BEGIN DATASET EXTRACT

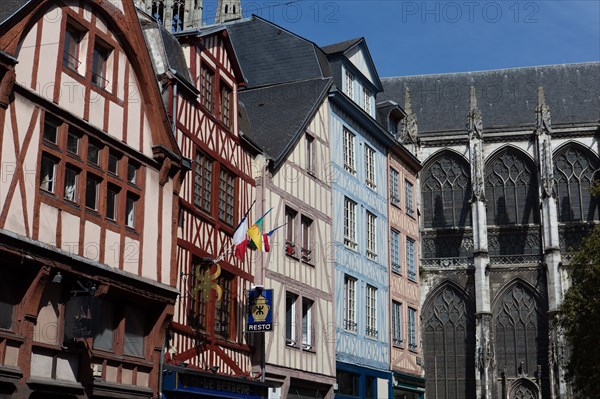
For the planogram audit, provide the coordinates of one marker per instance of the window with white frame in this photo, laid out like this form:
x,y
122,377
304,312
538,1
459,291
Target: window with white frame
x,y
307,338
394,187
290,231
306,250
310,156
349,159
371,311
408,198
350,223
367,100
349,86
397,338
290,319
411,269
371,236
412,328
48,173
370,167
71,180
350,303
395,246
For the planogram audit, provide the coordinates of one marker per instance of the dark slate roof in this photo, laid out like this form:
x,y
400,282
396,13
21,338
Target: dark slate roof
x,y
385,108
9,7
341,47
335,55
507,98
175,56
269,54
278,115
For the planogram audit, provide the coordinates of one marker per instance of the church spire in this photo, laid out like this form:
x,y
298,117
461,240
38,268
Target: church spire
x,y
228,10
175,15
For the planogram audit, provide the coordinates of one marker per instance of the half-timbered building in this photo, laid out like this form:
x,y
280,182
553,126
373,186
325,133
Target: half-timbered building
x,y
406,359
509,157
90,175
360,220
287,115
200,77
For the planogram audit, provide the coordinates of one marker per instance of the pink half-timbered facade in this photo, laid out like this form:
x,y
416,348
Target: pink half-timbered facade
x,y
88,199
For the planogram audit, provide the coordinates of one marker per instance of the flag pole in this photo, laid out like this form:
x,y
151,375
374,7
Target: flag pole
x,y
224,251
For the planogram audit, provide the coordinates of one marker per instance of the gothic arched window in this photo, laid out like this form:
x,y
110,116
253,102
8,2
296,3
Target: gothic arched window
x,y
520,332
511,189
449,345
178,15
574,171
446,191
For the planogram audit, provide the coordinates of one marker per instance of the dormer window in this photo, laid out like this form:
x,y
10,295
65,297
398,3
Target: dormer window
x,y
367,100
393,126
349,86
99,64
73,37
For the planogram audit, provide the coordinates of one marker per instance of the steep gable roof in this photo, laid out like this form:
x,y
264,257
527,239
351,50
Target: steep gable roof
x,y
278,115
349,49
9,8
341,47
221,30
507,98
269,54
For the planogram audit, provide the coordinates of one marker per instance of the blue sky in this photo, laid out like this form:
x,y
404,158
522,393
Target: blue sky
x,y
424,37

END DATASET EXTRACT

§ **AIM OF THE EXERCISE**
Arrange the rows above as a JSON list of strings, with one string per line and any blank lines left out. Begin at the line that has "of the pink" and stop after the last line of the rows.

§ **RESULT OF THIS TASK**
[
  "For the planogram audit, provide the coordinates of one marker per instance of the pink half-timbered facade in this photo, laid out like this form:",
  "x,y",
  "416,348",
  "Target: pink half-timbered facade",
  "x,y",
  "88,199",
  "For the planogram audit, provide the coordinates of one marker per instance of the flag pole in this photo, laid out like this form:",
  "x,y",
  "151,375",
  "374,7",
  "Target: flag pole",
  "x,y",
  "224,251",
  "For the planogram audit, provide the coordinates of one marker per instance of the gothic arched window in this photo, laid out like this form:",
  "x,y",
  "110,116",
  "253,102",
  "8,2",
  "296,3",
  "Target: gothic arched window",
  "x,y",
  "520,332",
  "511,189",
  "449,345",
  "178,15",
  "574,171",
  "446,191",
  "For the planogram audit, provide the coordinates of one marker per instance of the dormer window in this photo, laid out like this form:",
  "x,y",
  "10,295",
  "65,297",
  "398,3",
  "Target: dormer window",
  "x,y",
  "367,100",
  "393,126",
  "349,86",
  "99,64",
  "73,37",
  "For the planogram audit, provide the coordinates of one marker per instance of the steep gable roof in this photo, laid out like this form:",
  "x,y",
  "264,257",
  "527,239",
  "351,50",
  "Target: steep gable roof",
  "x,y",
  "278,115",
  "349,49",
  "9,8",
  "341,47",
  "221,30",
  "507,98",
  "269,54",
  "For the planogram audit, provide the coordinates of one marker per instance of the blue sky in this photo, laid out like this form:",
  "x,y",
  "404,158",
  "522,393",
  "Target: blue sky",
  "x,y",
  "424,37"
]